INPUT RECORDS: Begin

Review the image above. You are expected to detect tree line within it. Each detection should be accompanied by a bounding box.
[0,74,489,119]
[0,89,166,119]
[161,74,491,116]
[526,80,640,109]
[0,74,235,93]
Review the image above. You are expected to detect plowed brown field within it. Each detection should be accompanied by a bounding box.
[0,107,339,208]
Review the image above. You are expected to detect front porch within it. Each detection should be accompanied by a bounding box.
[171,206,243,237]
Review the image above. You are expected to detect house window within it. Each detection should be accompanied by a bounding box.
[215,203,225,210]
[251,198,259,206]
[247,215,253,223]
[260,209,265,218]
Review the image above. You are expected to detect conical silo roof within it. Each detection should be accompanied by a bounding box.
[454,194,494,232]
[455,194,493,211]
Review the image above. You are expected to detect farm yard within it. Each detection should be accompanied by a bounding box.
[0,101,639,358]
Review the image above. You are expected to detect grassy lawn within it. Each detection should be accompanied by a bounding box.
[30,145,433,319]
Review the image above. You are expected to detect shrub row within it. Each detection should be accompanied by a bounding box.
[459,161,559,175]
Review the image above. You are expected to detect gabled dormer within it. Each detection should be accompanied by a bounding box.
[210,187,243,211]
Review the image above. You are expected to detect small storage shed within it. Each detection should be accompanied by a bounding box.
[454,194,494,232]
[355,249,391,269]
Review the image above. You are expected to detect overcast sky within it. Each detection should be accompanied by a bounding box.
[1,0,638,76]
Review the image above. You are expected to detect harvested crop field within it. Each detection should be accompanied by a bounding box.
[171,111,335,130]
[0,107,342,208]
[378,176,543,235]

INPUT RECORDS: End

- **TASK DETAILS**:
Look above for the line that contains "Review the image above. You are expected to detect small". That line and every line after it through the end of the data must be written out exactly, with nothing else.

- **EXERCISE RESULT**:
Review the image above. You are expected to detect small storage shed within it. Each detection should be accompanied by a bounding box.
[454,194,494,232]
[355,249,391,269]
Review the image above. You are expected to detect overcast sky within it. Each detection should be accompanied by a bounding box.
[1,0,638,76]
Review the image above. You are expected to detect harvested crop field within it. Each detection should be accompanied by a bounding box.
[171,111,335,130]
[0,107,342,208]
[378,176,543,235]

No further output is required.